**Given text:**
[BEGIN]

Contact Us 1-800-596-4880

Archiving and Extracting Files

The Compression module provides the Archive operation that enables you to compress a set of entries into a new archive file and the Extract operation that enables you to decompress content that represents an archive file.

Configure Archive Operation

Given an input stream payload, the Archive operation enables you to compress all the payload entries into a new archive file in the Zip format. The operation receives a map that identifies the values to compress. Then, the operation receives each entry, which is placed inside the compressed archive file with the entry name you provide in a DataWeave expression.

  1. In Studio, drag the Archive operation to your flow.

[END]

**Jobs:**
A. Answer these about the compression module page, one line each:
(i) What kind of content does the Extract operation decompress?
(ii) In which format does the Archive operation create the new archive file?
(iii) What does the Archive operation receive to identify the values to compress?
B. Write the next part of the compression module page, picking up right after the step about dragging the Archive operation into the flow.
The lines that come after this are separate material and have nothing to do with the compression text.

**Raw records:**
[BEGIN]

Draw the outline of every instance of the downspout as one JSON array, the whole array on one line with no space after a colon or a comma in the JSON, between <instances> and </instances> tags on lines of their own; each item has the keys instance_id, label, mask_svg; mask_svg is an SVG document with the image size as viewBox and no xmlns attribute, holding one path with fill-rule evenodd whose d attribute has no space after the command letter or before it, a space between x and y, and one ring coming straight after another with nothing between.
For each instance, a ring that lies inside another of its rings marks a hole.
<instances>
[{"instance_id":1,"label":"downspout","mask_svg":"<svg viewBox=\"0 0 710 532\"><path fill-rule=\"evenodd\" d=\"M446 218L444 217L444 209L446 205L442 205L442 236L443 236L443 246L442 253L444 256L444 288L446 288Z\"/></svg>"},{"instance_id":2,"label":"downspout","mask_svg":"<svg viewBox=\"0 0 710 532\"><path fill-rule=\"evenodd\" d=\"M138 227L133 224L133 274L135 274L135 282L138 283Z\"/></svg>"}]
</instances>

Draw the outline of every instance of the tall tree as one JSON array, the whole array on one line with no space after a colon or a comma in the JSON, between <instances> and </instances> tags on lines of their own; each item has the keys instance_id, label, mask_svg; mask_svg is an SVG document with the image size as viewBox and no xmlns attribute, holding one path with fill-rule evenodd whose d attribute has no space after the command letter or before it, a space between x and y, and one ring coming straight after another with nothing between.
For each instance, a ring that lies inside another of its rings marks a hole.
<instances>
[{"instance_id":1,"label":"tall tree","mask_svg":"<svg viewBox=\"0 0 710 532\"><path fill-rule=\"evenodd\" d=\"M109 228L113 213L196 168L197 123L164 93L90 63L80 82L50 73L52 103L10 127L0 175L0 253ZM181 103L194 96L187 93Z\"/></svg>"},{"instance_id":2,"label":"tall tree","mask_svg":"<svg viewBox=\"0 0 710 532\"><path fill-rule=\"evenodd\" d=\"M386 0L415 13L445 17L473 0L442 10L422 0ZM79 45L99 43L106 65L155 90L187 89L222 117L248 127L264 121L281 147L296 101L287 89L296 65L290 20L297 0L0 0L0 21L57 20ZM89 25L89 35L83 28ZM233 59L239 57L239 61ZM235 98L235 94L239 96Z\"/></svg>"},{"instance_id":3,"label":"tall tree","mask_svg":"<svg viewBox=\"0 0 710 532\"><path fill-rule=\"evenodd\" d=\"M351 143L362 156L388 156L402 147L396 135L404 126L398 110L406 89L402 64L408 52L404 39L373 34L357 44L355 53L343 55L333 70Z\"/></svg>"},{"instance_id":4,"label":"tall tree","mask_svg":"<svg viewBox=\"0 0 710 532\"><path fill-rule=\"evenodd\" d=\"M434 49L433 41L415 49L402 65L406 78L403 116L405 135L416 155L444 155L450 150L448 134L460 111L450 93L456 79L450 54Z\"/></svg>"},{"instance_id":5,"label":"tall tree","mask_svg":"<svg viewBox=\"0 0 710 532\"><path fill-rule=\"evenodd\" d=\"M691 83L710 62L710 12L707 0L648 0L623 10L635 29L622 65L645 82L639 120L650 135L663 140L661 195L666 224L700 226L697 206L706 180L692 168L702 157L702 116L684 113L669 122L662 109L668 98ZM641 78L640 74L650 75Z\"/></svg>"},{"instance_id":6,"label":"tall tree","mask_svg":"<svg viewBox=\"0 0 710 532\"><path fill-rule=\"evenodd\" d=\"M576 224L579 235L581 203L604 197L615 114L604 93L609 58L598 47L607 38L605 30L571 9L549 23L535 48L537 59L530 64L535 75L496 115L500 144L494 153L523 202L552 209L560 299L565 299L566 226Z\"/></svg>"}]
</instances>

[END]

**Set of answers:**
A.
(i) Content that represents an archive file.
(ii) The Zip format.
(iii) A map.

B.
  2. Set Entries to a DataWeave script defining each name of the entry to compress as a key and the content of that entry as its value, for example:

    {
             summary.pdf: vars.summary,
             'details/result_001.pdf': vars.file1
             'details/result_002.pdf': vars.file2
           }
Compression Archive operation configuration

In the Configuration XML editor, the configuration looks like this:

<compression:archive>
   <compression:entries>
    #[
       {
         summary.pdf: vars.summary,
         'details/result_001.pdf': vars.file1
         'details/result_002.pdf': vars.file2
       }
     ]
   </compression:entries>
   <compression:archiver>
       <compression:zip-archiver/>
   </compression:archiver>
</compression:archive>

The resulting archive contains three entries:`summary.pdf`, located at the root level and result_001.pdf and result_002.pdf, located in the details directory.

+- content.zip
|  \- summary.pdf
|  \+ details
   |  \- result_001.pdf
   |  \- result_002.pdf

Note that the slash / in the name of an entry, for example, details/result_001.pdf, indicates a directory separation. All names are introspected to create directories inside the archive.

If you create the input to the Archive operation using a DataWeave expression, the DataWeave expression must output an object used to build the Java map object. Define unique keys to add the entire object to the archive.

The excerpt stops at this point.